▸ What you are asked to do
Render every line of the listing below as a Markdown table with the columns "Row" and "Listing line," numbering the rows and skipping any blank lines.

* START *

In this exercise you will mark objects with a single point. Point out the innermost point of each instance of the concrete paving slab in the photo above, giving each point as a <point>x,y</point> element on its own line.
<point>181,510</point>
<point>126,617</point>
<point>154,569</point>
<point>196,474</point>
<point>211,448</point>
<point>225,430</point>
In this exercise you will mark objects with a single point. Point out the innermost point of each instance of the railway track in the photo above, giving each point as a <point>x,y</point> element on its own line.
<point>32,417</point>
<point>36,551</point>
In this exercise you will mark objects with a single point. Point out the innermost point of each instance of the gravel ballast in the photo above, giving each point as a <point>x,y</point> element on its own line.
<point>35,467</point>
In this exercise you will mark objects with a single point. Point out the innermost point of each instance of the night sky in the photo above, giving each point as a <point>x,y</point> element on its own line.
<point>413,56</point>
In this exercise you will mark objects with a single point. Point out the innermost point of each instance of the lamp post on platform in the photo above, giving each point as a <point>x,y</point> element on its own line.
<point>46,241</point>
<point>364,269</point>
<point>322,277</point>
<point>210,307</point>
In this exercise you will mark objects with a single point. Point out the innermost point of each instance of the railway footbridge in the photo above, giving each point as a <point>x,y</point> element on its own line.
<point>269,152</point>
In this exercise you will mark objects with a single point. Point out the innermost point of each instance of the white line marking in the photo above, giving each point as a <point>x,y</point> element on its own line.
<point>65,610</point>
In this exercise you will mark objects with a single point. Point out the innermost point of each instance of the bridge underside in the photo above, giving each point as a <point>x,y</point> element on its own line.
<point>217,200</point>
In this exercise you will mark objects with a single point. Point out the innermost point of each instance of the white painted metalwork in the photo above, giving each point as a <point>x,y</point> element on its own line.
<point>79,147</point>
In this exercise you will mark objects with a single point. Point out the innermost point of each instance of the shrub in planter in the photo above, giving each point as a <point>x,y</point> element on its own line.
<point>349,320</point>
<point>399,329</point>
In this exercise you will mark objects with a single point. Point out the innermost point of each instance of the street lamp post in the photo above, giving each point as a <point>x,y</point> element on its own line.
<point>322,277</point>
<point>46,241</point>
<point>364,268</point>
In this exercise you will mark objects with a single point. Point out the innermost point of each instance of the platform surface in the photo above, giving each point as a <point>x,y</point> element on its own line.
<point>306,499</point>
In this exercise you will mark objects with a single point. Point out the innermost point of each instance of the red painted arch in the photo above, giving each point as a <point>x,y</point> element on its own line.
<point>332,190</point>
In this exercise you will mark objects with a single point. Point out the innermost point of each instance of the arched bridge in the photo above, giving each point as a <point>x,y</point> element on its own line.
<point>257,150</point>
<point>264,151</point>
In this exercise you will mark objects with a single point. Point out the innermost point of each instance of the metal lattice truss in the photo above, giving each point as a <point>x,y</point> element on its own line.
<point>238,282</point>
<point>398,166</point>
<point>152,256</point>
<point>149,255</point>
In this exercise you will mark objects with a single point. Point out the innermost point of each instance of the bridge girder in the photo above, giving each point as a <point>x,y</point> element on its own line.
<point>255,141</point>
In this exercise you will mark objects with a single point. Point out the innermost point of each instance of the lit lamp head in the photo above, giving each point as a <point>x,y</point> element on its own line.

* END *

▸ The completed task
| Row | Listing line |
|---|---|
| 1 | In this exercise you will mark objects with a single point. Point out the innermost point of each instance of the concrete paving slab in the photo above, giving each point as a <point>x,y</point> element on its own line. |
| 2 | <point>181,510</point> |
| 3 | <point>126,617</point> |
| 4 | <point>154,569</point> |
| 5 | <point>196,474</point> |
| 6 | <point>211,448</point> |
| 7 | <point>225,430</point> |
| 8 | In this exercise you will mark objects with a single point. Point out the innermost point of each instance of the railway track in the photo above, giving each point as a <point>x,y</point> element on its own line. |
| 9 | <point>32,417</point> |
| 10 | <point>36,551</point> |
| 11 | In this exercise you will mark objects with a single point. Point out the innermost point of each instance of the gravel ballast in the photo above, giving each point as a <point>x,y</point> element on its own line. |
| 12 | <point>35,467</point> |
| 13 | In this exercise you will mark objects with a single point. Point out the innermost point of each instance of the night sky in the photo above, giving each point as a <point>x,y</point> element on its own line. |
| 14 | <point>413,56</point> |
| 15 | In this exercise you will mark objects with a single point. Point out the innermost point of each instance of the lamp post on platform in the photo above, giving each point as a <point>x,y</point> element on its own line. |
| 16 | <point>46,241</point> |
| 17 | <point>364,269</point> |
| 18 | <point>322,277</point> |
| 19 | <point>210,307</point> |
| 20 | In this exercise you will mark objects with a single point. Point out the innermost point of each instance of the railway footbridge in the photo above, giving each point as a <point>x,y</point> element on its own line. |
| 21 | <point>269,152</point> |
| 22 | In this exercise you will mark objects with a single point. Point out the innermost point of each instance of the white line marking in the photo above, giving each point as a <point>x,y</point> element on its own line. |
| 23 | <point>65,610</point> |
| 24 | In this exercise you will mark objects with a single point. Point out the innermost point of each instance of the bridge underside in the photo above, giving each point as a <point>x,y</point> element on its own line. |
| 25 | <point>217,200</point> |
| 26 | In this exercise you will mark objects with a single point. Point out the innermost point of each instance of the white painted metalwork in the photo above, giving each point as a <point>x,y</point> element on its own line. |
| 27 | <point>79,147</point> |
| 28 | In this exercise you will mark objects with a single point. Point out the innermost point of each instance of the shrub in planter in the photo above, giving each point as a <point>x,y</point> element on its own line. |
| 29 | <point>349,320</point> |
| 30 | <point>399,329</point> |
| 31 | In this exercise you will mark objects with a single point. Point out the innermost point of each instance of the street lamp post in the photo above, giving each point as a <point>x,y</point> element on its own line. |
| 32 | <point>322,277</point> |
| 33 | <point>46,241</point> |
| 34 | <point>364,268</point> |
| 35 | In this exercise you will mark objects with a single point. Point out the innermost point of each instance of the platform surface in the photo above, giving each point as a <point>x,y</point> element on its own line. |
| 36 | <point>306,499</point> |
| 37 | In this exercise you will mark objects with a single point. Point out the innermost point of each instance of the red painted arch in the photo above, giving each point as a <point>x,y</point> element on its own line. |
| 38 | <point>332,190</point> |
| 39 | In this exercise you will mark objects with a single point. Point out the innermost point of each instance of the arched bridge in the photo above, giving each point as a <point>x,y</point> element on its own line. |
| 40 | <point>257,150</point> |
| 41 | <point>264,151</point> |
| 42 | In this exercise you will mark objects with a single point. Point out the innermost point of each instance of the metal lattice truss in the photo above, giving each point as a <point>x,y</point> element on its own line. |
| 43 | <point>238,282</point> |
| 44 | <point>398,166</point> |
| 45 | <point>152,256</point> |
| 46 | <point>149,255</point> |
| 47 | In this exercise you will mark objects with a single point. Point out the innermost point of each instance of the bridge girder in the photo above, giving each point as a <point>x,y</point> element on its own line. |
| 48 | <point>255,141</point> |
| 49 | In this exercise you will mark objects with a single point. Point out the innermost point of each instance of the lit lamp head in the photo above, giving each point as a <point>x,y</point> element on its own line. |